WHAT TO DO ::
Reproduce the following lines word for word, from first to last.
** Start DATA ROWS **
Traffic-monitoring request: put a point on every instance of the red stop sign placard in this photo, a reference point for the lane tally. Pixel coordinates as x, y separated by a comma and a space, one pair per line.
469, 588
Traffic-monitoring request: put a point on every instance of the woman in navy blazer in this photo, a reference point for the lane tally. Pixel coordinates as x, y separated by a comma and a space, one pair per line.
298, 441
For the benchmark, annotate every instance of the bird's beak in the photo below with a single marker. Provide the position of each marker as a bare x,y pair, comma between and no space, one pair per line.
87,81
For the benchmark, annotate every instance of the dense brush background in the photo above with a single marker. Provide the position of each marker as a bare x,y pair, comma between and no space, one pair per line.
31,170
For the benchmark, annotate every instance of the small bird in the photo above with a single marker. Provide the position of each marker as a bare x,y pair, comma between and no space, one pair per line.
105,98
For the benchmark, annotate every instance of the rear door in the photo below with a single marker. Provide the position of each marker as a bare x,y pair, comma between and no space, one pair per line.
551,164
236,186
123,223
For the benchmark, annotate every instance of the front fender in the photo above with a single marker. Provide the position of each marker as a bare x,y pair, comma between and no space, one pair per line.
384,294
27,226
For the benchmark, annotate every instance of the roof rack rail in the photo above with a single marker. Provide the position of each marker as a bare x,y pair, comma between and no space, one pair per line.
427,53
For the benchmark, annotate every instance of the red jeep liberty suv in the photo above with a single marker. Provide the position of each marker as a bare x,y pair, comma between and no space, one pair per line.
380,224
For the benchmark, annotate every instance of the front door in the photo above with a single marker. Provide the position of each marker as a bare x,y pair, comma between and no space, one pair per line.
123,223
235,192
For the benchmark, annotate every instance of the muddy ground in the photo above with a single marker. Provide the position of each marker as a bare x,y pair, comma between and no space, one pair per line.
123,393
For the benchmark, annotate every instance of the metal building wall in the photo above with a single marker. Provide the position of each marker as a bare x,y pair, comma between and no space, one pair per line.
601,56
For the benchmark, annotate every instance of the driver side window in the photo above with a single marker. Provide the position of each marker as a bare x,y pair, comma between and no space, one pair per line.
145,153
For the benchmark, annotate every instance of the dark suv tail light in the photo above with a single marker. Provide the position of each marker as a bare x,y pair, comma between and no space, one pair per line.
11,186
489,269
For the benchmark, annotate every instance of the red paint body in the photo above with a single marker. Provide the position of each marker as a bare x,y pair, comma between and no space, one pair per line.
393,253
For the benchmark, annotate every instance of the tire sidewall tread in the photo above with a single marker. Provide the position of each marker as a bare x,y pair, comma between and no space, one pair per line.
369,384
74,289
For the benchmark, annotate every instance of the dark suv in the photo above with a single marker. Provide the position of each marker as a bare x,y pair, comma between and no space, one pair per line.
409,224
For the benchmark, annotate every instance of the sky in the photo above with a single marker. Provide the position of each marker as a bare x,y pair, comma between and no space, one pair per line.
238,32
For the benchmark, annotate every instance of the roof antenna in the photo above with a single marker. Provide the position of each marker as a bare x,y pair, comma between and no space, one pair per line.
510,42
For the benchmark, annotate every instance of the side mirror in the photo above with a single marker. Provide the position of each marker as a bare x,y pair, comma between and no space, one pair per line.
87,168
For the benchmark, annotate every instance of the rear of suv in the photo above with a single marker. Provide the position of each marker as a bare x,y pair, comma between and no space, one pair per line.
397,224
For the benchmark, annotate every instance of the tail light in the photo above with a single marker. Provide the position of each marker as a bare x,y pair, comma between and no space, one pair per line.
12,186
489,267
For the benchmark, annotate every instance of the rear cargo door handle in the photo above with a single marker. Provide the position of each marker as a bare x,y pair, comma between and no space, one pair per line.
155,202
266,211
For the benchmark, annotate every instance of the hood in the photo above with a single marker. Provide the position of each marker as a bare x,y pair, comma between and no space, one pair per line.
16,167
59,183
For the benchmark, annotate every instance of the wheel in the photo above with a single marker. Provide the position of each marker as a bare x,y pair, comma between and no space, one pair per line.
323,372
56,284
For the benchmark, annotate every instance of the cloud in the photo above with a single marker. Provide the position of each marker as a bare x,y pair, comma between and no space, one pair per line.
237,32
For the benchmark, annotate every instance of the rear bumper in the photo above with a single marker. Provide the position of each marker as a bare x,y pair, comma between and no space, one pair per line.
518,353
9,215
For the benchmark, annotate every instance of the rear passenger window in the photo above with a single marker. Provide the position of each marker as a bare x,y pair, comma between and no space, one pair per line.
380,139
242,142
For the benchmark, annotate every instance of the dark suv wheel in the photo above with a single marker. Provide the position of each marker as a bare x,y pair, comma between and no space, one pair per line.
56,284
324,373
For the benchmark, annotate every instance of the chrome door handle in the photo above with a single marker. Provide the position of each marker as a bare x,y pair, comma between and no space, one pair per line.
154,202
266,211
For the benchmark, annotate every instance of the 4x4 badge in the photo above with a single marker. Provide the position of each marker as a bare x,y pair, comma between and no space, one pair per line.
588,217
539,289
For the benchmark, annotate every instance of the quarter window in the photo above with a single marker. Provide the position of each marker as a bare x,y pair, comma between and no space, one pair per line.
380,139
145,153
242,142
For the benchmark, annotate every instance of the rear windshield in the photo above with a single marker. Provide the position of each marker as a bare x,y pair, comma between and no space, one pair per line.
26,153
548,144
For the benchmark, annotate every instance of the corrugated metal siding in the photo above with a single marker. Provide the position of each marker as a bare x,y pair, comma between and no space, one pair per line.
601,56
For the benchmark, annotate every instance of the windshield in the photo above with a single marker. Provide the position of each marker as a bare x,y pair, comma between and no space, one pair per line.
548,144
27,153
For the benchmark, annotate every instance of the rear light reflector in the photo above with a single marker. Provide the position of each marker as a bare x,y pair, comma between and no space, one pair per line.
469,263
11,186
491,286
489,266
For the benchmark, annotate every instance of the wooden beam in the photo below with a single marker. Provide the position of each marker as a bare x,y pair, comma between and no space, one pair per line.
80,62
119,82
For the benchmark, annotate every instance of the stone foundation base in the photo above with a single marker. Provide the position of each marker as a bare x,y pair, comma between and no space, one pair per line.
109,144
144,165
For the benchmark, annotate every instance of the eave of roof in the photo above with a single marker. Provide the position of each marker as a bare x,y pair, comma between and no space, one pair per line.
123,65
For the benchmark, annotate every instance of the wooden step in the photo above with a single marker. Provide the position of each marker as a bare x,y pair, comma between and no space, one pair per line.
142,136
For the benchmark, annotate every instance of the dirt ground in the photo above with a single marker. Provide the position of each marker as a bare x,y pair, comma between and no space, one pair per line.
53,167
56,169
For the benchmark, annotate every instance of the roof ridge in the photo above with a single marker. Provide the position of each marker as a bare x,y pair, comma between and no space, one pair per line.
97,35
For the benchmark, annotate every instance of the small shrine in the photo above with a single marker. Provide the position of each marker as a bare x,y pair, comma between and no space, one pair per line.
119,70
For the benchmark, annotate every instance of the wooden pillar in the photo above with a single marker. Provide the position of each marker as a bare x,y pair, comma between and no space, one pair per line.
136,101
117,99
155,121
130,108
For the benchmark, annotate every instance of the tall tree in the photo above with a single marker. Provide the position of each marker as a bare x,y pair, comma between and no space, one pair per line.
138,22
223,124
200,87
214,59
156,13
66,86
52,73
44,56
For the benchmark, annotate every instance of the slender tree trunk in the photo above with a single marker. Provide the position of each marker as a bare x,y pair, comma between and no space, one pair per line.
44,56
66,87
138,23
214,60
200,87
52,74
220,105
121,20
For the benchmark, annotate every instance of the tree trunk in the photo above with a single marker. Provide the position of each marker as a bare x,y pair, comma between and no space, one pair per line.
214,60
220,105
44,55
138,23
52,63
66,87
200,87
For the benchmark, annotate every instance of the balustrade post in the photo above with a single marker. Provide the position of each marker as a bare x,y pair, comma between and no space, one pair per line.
** End DATA ROWS **
ANSWER BELOW ::
Traffic-monitoring request: put a point on every instance of the red stop sign placard in this photo, a reference point for the lane tally. Pixel coordinates as x, y separated by a comma and a space, one pair per line.
469, 588
Traffic-monitoring request: put a point on every instance of the woman in navy blazer in this photo, a reference point for the lane tally. Pixel coordinates as x, y separated by a comma and a space, one pair per line.
298, 441
For the benchmark, annotate every instance of the bird's beak in the photo below with a single marker. Provide the position of each marker as a bare x,y pair, comma between and no space, one pair per line.
87,81
For the benchmark, annotate every instance of the dense brush background in the photo above with a single marker. Provide the position of each marker as a bare x,y pair, comma between and no space, one pair per line.
31,170
For the benchmark, annotate every instance of the small bird in the photo above with a single marker. Provide the position of each marker as a bare x,y pair, comma between and no space, one pair per line.
105,98
For the benchmark, annotate every instance of the rear door in the photo below with a single marker. Provide the position of each marker as a bare x,y pair, comma between and no space, one pair per line.
551,164
236,186
123,223
For the benchmark, annotate every instance of the front fender in the photo above with a single marker. Provide the position of each marker as a bare x,y pair, comma between and no space, one pair per line.
384,294
27,226
For the benchmark, annotate every instance of the roof rack rail in the photo above with a single marker. Provide the position of each marker as a bare x,y pair, comma between and no space, one pair per line.
427,53
For the benchmark, annotate every instance of the red jeep liberty suv in the photo above with a single marker. Provide the position of each marker as a bare x,y pair, comma between and no space, one pair per line.
380,224
For the benchmark, annotate every instance of the front door in the photo above with a single marker. Provide the position of each marker as a bare x,y pair, comma between and no space, one pair per line.
123,223
235,192
For the benchmark, annotate every instance of the muddy ground in the photo above with a single marker. Provide the position of each marker as a bare x,y pair, comma between and no space, one pair per line.
123,393
For the benchmark, annotate every instance of the metal building wall in the photo above with a single marker. Provide the position of each marker as a bare x,y pair, comma between and no space, one pair per line.
601,56
For the benchmark, annotate every instance of the driver side window in the photo above with a single marker. Provide the position of each marker as a bare x,y pair, comma between and no space, one pair per line.
145,153
For the benchmark, annotate every instance of the dark suv tail light in the photo above with a single marker. Provide the position of each marker as a bare x,y pair, comma between and no space, one pair per line.
11,186
489,269
For the benchmark, annotate every instance of the red paint body in the photo above with a single marker. Provide the position of each marker as a bare x,y pair, comma between and no space, one pair per line.
393,253
For the benchmark, annotate every instance of the tire sidewall tread in the photo above with a single marker. Provide the position of each marker as a bare x,y pair, comma between and no space, one pair per line.
369,384
74,289
For the benchmark, annotate every instance of the dark suv in the photo above with a single marker. Provide the position of each marker as a bare x,y pair, comma between and no space, one pair per line.
409,224
For the benchmark, annotate every instance of the sky in the photo above with a single marker. Provide the position of each marker as a bare x,y pair, comma between and no space, one pair per line.
238,32
For the benchmark, annotate every instance of the roof antenna in the photo above with a single marker. Provide the position of each marker as a bare x,y pair, comma between and no space, one pair per line.
510,42
For the benchmark, annotate every instance of the side mirror in the photo above with a single marker. Provide the position of each marker as a bare x,y pair, comma between and no space, one pair per line.
87,168
For the benchmark, annotate every instance of the rear of suv in the photo above with a single marker. Provide the position of each marker as a bare x,y pair, comma between and no space, one pair per line.
397,224
For the benchmark, annotate every instance of the tail light in the photo above with a single marker. Provide the position of each marker as a bare x,y pair, comma between and no space, one pair per line.
12,186
489,267
For the benchmark, annotate every instance of the rear cargo door handle in the photo above with a single marker. Provide the position of each marker as a bare x,y pair, comma between and no space, one pair per line.
155,202
266,211
For the benchmark, annotate every instance of the hood in the photo above with a single marker. Provide the position of each marker as a bare x,y pair, comma between and no space, one pair per line.
16,167
59,183
For the benchmark, annotate every instance of the wheel in the photo above with a single marker. Provide the position of each marker as a bare x,y pair, comma between and no space, one pair per line.
323,372
56,284
For the benchmark, annotate every instance of the cloud in the photo above with a single marker. Provide the position of each marker as a bare x,y pair, comma between and no space, one pair per line.
237,32
For the benchmark, annotate every instance of the rear bumper in the photo above with a single marker. Provide the position of each marker as a bare x,y pair, comma between and no space, one pair per line.
518,353
9,215
For the benchmark, annotate every instance of the rear passenger window in the photo above with a single marker. Provide the position of each marker as a bare x,y pair, comma between and no space, one pair per line.
380,139
242,142
For the benchmark, annotate every instance of the dark suv wheel in the photo above with a single marker. Provide the position of each marker as a bare x,y pair, comma between and no space, one pair per line.
56,284
324,373
For the benchmark, annotate every instance of the chrome door handle in the photo above with a single marker. Provide the position of each marker as a bare x,y pair, comma between and no space, one pair per line.
154,202
266,211
For the benchmark, annotate every instance of the 4x4 badge in the photo above with a single marker. Provide the position of each marker as a bare x,y pair, comma between and no space, one pair per line.
588,217
539,289
For the benchmark, annotate every instance of the quarter window in the photo above with a single marker. Provide the position of each marker as a bare x,y pair, comma between and no space, one pair per line.
380,139
145,153
242,142
For the benchmark, annotate every instance of the rear windshield in the photo above with a single marker. Provide the position of each marker as a bare x,y pair, comma between and no space, one pair per line.
26,153
548,144
For the benchmark, annotate every instance of the corrugated metal siding in the photo above with a single marker. Provide the position of each marker as a bare x,y pair, comma between and no space, one pair per line.
601,56
For the benchmark, annotate every instance of the windshield in the photo above with a single marker. Provide the position of each marker as a bare x,y pair, comma between and no space, one pair per line.
548,144
27,153
For the benchmark, annotate every instance of the rear light reflector in the photo above with a single marker. Provide the position of each marker as a bare x,y pair, comma between and no space, one pair per line.
469,263
11,186
491,286
489,266
For the benchmark, annotate every instance of the wooden beam in the photo below with a single marker. Provide the position of each marker as a bare x,y pair, comma between and no space, one pair per line.
80,62
119,82
For the benchmark, annotate every instance of the stone foundation base in the photo above with a single marker. Provide the position of each marker as a bare x,y pair, comma between and no space, one pair per line.
109,144
144,165
For the benchmark, annotate every instance of the eave of roof in the photo above with a single marker. Provide the position of each marker as a bare x,y pair, comma between and no space, one pair per line.
123,65
For the benchmark, annotate every instance of the wooden step in the photo above with a single marker. Provide the position of each marker as a bare x,y pair, comma between and no space, one pair per line.
142,136
For the benchmark, annotate every instance of the dirt ground in the photo above with a single marker. Provide the position of each marker as a bare x,y pair, comma between and no space, one pair per line.
53,167
56,169
For the benchmark, annotate every instance of the roof ridge in the photo above with a single marker. Provide the position of each marker as a bare x,y pair, comma between and no space, one pair per line.
97,35
For the benchmark, annotate every instance of the small shrine in the photo above with a single marker. Provide the position of each marker as a bare x,y pair, comma between and no space, one pair per line.
119,70
For the benchmark, annotate every instance of the wooden pillar in the photo above with a single marker. Provide the position of each marker as a bare x,y pair, comma between and no space, one pair per line.
136,101
117,99
155,121
130,108
For the benchmark, annotate every instance of the tall tree in the photo above with a single marker. Provide the position of each marker as a bare x,y pair, comma between and no space, one pair per line.
138,22
223,124
200,87
214,59
156,13
66,86
52,73
44,56
For the benchmark, annotate every instance of the slender tree trunk in the photo above with a single marker. Provide the position of each marker as a bare x,y pair, comma between and no space, one pair per line.
44,56
66,87
138,23
214,60
200,87
52,74
220,105
121,20
For the benchmark, annotate every instance of the tree trunk in the photo above with a single marker. Provide the position of each marker as a bare x,y pair, comma between and no space, one pair per line.
214,60
220,105
44,55
138,23
52,63
66,87
200,87
For the benchmark, annotate every instance of the balustrade post in the photo above with a single marker. Provide the position of each marker as a bare x,y pair, comma between and no space, one pair per line.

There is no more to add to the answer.